Could the records below please be retyped exactly, with their pictures left out?
=-=-=
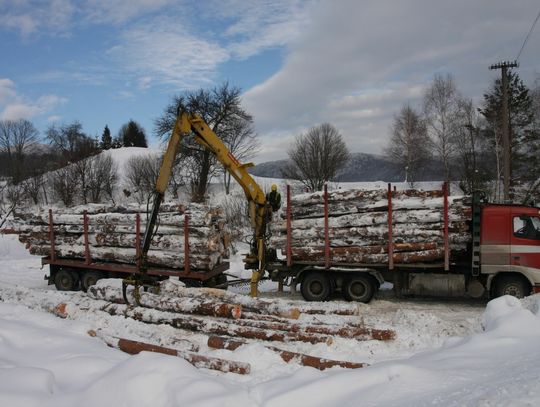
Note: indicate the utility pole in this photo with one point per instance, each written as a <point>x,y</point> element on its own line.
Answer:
<point>503,66</point>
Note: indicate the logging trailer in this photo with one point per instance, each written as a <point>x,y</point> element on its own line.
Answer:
<point>502,258</point>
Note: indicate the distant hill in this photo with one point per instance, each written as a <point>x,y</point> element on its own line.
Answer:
<point>361,167</point>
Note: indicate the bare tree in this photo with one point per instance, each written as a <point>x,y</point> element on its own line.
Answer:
<point>141,175</point>
<point>9,199</point>
<point>441,117</point>
<point>63,182</point>
<point>242,142</point>
<point>70,142</point>
<point>102,177</point>
<point>32,187</point>
<point>473,153</point>
<point>316,156</point>
<point>409,146</point>
<point>221,109</point>
<point>17,137</point>
<point>81,170</point>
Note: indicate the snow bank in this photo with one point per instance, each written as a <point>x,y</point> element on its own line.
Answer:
<point>46,361</point>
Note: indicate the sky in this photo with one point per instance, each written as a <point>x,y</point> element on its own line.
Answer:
<point>351,63</point>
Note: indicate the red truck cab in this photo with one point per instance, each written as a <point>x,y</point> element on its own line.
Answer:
<point>510,249</point>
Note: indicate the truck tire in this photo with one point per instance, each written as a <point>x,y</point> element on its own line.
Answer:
<point>66,280</point>
<point>90,278</point>
<point>360,288</point>
<point>316,286</point>
<point>511,285</point>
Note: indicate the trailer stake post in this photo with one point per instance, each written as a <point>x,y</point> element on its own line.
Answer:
<point>186,244</point>
<point>87,258</point>
<point>51,236</point>
<point>326,229</point>
<point>138,241</point>
<point>289,227</point>
<point>446,244</point>
<point>390,230</point>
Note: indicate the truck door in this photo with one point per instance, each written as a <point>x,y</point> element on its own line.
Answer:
<point>495,236</point>
<point>525,247</point>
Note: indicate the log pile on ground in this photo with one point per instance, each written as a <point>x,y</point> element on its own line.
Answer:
<point>263,322</point>
<point>358,226</point>
<point>112,234</point>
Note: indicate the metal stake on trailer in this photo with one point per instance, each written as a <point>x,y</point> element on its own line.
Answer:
<point>289,227</point>
<point>390,230</point>
<point>138,241</point>
<point>87,258</point>
<point>51,236</point>
<point>186,244</point>
<point>326,229</point>
<point>446,245</point>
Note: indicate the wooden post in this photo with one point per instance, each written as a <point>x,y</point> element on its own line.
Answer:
<point>390,230</point>
<point>51,236</point>
<point>446,243</point>
<point>326,229</point>
<point>87,258</point>
<point>186,244</point>
<point>289,227</point>
<point>138,241</point>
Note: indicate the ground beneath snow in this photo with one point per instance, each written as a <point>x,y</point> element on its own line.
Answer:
<point>447,353</point>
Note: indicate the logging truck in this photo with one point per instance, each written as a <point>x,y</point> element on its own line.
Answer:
<point>502,254</point>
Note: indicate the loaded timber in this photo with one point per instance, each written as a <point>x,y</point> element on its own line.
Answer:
<point>348,242</point>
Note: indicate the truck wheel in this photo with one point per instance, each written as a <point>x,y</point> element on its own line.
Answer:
<point>90,278</point>
<point>511,285</point>
<point>359,288</point>
<point>66,280</point>
<point>316,286</point>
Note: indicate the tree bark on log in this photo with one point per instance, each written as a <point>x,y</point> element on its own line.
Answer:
<point>199,361</point>
<point>249,304</point>
<point>195,306</point>
<point>216,327</point>
<point>112,235</point>
<point>217,342</point>
<point>358,333</point>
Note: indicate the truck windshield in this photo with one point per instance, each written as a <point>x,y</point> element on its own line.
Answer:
<point>527,227</point>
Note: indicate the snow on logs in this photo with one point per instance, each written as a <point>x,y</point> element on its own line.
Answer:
<point>112,234</point>
<point>358,228</point>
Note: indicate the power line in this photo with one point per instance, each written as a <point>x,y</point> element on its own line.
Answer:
<point>528,35</point>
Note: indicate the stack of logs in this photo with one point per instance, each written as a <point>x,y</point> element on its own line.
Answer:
<point>230,321</point>
<point>112,234</point>
<point>359,231</point>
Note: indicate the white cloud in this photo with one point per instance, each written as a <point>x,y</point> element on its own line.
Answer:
<point>119,11</point>
<point>257,26</point>
<point>166,52</point>
<point>357,62</point>
<point>14,106</point>
<point>30,16</point>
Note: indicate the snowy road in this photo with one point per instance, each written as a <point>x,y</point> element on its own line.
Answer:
<point>442,356</point>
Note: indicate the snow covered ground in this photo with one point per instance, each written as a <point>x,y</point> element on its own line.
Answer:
<point>445,354</point>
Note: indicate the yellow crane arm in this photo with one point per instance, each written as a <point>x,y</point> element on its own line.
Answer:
=-=-=
• **Written response**
Note: indicate the utility pole in this photo with one point per instance, each written as a <point>x,y</point> element on its own line.
Answer:
<point>503,66</point>
Note: indicate the logging trailer in this photo with one point per instance, each written as a <point>x,y</point> element on its own line.
Answer:
<point>502,258</point>
Note: indicate the distant hill in this photo with one point per instance, each written as a <point>x,y</point> element on its own line.
Answer:
<point>361,167</point>
Note: indicate the bare tree in this photo with one point per instance, each written as a <point>x,y</point> element on its own line.
Answer:
<point>141,175</point>
<point>9,199</point>
<point>441,117</point>
<point>63,182</point>
<point>242,142</point>
<point>70,142</point>
<point>102,177</point>
<point>32,187</point>
<point>473,153</point>
<point>316,156</point>
<point>409,146</point>
<point>221,109</point>
<point>17,137</point>
<point>81,170</point>
Note: indicate the snow bank in this photo with one point per instance, each written as a <point>x,y</point> element on its own line.
Answer:
<point>46,361</point>
Note: indicate the sky in this photo with one point per instance, each written as a <point>x,y</point> element on its own line.
Answer:
<point>351,63</point>
Note: indicate the red truck cab in this photo with one point per instance, each written as a <point>x,y</point> element on its own line.
Answer:
<point>510,249</point>
Note: indicate the truck tire in this photo with one point per instance, each written as a <point>x,y</point> element on its own line.
Answer:
<point>66,280</point>
<point>90,278</point>
<point>360,288</point>
<point>316,286</point>
<point>511,285</point>
Note: indicate the trailer stake post in this photo with one point per instance, each written as a <point>x,y</point> element on its own line.
Answer:
<point>186,244</point>
<point>87,258</point>
<point>51,236</point>
<point>326,229</point>
<point>138,241</point>
<point>289,227</point>
<point>446,244</point>
<point>390,230</point>
Note: indicate the truck door in this photo with one point per instance, each written as a <point>x,y</point> element on its own line.
Answer:
<point>495,236</point>
<point>525,247</point>
Note: indicate the log pile on ground in this photo with one point per instance, each written as a <point>x,y</point> element on its own line.
Answer:
<point>263,322</point>
<point>358,226</point>
<point>112,234</point>
Note: indicate the metal stake on trailer in this photo with one point per instance, each written as a <point>x,y</point> element on its own line.
Answer:
<point>289,227</point>
<point>390,230</point>
<point>138,241</point>
<point>87,258</point>
<point>51,236</point>
<point>186,244</point>
<point>326,229</point>
<point>446,245</point>
Note: indicate the wooden post in this photo with one point per instance, each written as a <point>x,y</point> element on its own line.
Answer:
<point>390,230</point>
<point>51,236</point>
<point>446,243</point>
<point>326,229</point>
<point>87,258</point>
<point>186,244</point>
<point>289,227</point>
<point>138,241</point>
Note: indicate the ground beneath snow in this photo with one point per instance, each written as a <point>x,y</point> element on its own line.
Answer:
<point>447,353</point>
Note: indicate the logging truck in this photo with one point per instance, each written as a <point>x,y</point> element on its own line.
Answer:
<point>502,254</point>
Note: indicate the loaded timber in this photo with one point per instance, each written as a <point>x,y</point> element on its own line.
Answer:
<point>348,242</point>
Note: indicate the truck wheel in this photo with one point per instance, each written as a <point>x,y</point> element on its own line.
Answer:
<point>90,278</point>
<point>511,285</point>
<point>359,288</point>
<point>66,280</point>
<point>316,286</point>
Note: indicate the tree bark on log in this photo with one point per instance, each written as a <point>x,y</point> element on its own line.
Answer:
<point>199,361</point>
<point>249,304</point>
<point>195,306</point>
<point>216,327</point>
<point>112,235</point>
<point>217,342</point>
<point>358,333</point>
Note: indicate the truck windshield in this photo with one point per instance, each written as a <point>x,y</point> element on its own line.
Answer:
<point>527,227</point>
Note: indicate the snow on logs in this photo with one point per instance, each written as a <point>x,y</point> element on its own line.
Answer:
<point>112,234</point>
<point>358,228</point>
Note: indicate the power line in this photo with one point per instance, each written as a <point>x,y</point> element on its own line.
Answer:
<point>528,35</point>
Note: indicate the stack of logs in this photo with one point per instance, each written as a <point>x,y</point> element on its own line.
Answer:
<point>230,321</point>
<point>112,234</point>
<point>359,231</point>
Note: indicate the white cloud in this photo with one point per instance, each written as a <point>x,y</point> element on its own line.
Answer:
<point>119,11</point>
<point>257,26</point>
<point>166,52</point>
<point>357,62</point>
<point>14,106</point>
<point>30,16</point>
Note: indicate the snowy road in this photo with one point per instance, each written as a <point>x,y</point> element on its own line.
Answer:
<point>442,356</point>
Note: indicate the snow covered ground in this photo with one point per instance, each written as a <point>x,y</point> element on its own line.
Answer:
<point>445,354</point>
Note: indicate the yellow crane arm in this photo with one point per instance, each written as a <point>x,y</point> element on its own line.
Answer:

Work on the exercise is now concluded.